By: Richard D. Cummings
The disaccharide lactose, Galβ1-4Glc, is found only in the milk of mammals, and so far, it and extended milk oligosaccharides derived from it, are found nowhere else in nature (1-4). All mammals make milk, of course, but the assortment of oligosaccharides beyond lactose is very different in different mammalian milk sources.
Interestingly, the reverse sequence Glc-Gal is found in collagen, where it is linked to hydroxylysine residues in collagen as Glcα1-2Galβ1-O-hydroxyLys. This sequence in collagen is universal, and found in sponge collagen (5) and all animal collagens (6).
Lactose is made by a novel pathway unique in all respects. It is synthesized in the lactating mammary gland by the enzyme UDPGal:β-D-GlcNAcβ1,4galactosyltransferase (β4GalT-1), encoded by B4GAL-T1 (7). However, this β4GalT-1 is unique among the seven known human β4GalTs, in that it can galactosylate two different types of acceptors; it can use free glucose as an acceptor to generate lactose, and use terminal GlcNAc residues in glycoconjugates to synthesize the N-acetyllactosamine sequence.
The history of this discovery is one of the most unusual in glycoscience and considered a milestone in mammalian biology. Early studies had shown that the glucose residue in lactose was derived from blood glucose, based on experiments in which 14C-glucose was intravenously injected into a lactating goat (8). Studies in the late 1960s indicated that milk contains an enzyme designated lactose synthetase, UDPGal:D-glucose β-4-galactosyltransferase, which can catalyze transfer of galactose from UDP-Gal to D-glucose, but it can also transfer galactose to D-N-acetylglucosamine to generate N-acetyllactosamine-type termini (9). [See reactions below.]
UDP-D-Galactose + D-glucose à Galβ1-4Glc (lactose) + UDP
(requires the presence of α-lactalbumin)

Recorded information:
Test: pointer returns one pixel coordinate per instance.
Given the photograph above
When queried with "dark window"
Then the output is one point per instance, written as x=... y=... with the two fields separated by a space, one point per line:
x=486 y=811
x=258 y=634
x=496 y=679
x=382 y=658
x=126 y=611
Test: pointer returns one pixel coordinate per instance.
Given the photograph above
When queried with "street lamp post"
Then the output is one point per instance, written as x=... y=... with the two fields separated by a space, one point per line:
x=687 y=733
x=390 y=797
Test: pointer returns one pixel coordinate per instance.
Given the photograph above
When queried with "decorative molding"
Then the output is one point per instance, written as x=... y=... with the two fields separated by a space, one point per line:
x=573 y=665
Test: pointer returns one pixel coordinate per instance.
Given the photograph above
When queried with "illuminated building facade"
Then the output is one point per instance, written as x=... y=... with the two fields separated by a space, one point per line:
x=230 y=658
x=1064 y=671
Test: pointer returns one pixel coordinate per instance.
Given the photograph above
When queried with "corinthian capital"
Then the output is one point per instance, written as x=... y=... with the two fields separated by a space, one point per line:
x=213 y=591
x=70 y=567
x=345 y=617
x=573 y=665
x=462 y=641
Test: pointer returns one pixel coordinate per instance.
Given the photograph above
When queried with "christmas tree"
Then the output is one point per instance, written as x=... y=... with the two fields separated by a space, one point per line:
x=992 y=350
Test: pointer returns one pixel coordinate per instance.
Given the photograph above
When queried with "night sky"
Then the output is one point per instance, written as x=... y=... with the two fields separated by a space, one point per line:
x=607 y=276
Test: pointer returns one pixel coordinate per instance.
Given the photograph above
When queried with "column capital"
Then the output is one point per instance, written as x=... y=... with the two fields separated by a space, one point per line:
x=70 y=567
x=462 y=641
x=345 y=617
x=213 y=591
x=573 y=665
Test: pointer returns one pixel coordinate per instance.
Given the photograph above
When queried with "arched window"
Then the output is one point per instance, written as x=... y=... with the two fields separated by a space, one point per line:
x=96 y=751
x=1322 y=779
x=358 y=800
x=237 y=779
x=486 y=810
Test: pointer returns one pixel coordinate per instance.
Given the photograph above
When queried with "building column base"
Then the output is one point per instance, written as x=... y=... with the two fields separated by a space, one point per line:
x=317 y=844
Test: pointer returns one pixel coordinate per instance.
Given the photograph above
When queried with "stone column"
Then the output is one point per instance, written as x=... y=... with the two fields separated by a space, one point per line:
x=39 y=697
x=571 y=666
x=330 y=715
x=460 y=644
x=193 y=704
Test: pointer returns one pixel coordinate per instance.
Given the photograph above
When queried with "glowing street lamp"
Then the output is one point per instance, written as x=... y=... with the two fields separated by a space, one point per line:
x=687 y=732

Tasks:
a) Answer these questions using the lactose text:
(i) In what protein is the reverse sequence Glc-Gal found?
(ii) How many human β4GalTs are known?
(iii) Into what animal was 14C-glucose injected in the early studies?
b) Put this sentence from the lactose text into Spanish: "Lactose is made by a novel pathway unique in all respects."
c) Print the part of the lactose text from "Interestingly, the reverse" to "animal collagens (6).".

Responses per task:
a)
(i) Collagen
(ii) Seven
(iii) A lactating goat

b) La lactosa se produce mediante una vía novedosa, única en todos los aspectos.

c)
Interestingly, the reverse sequence Glc-Gal is found in collagen, where it is linked to hydroxylysine residues in collagen as Glcα1-2Galβ1-O-hydroxyLys. This sequence in collagen is universal, and found in sponge collagen (5) and all animal collagens (6).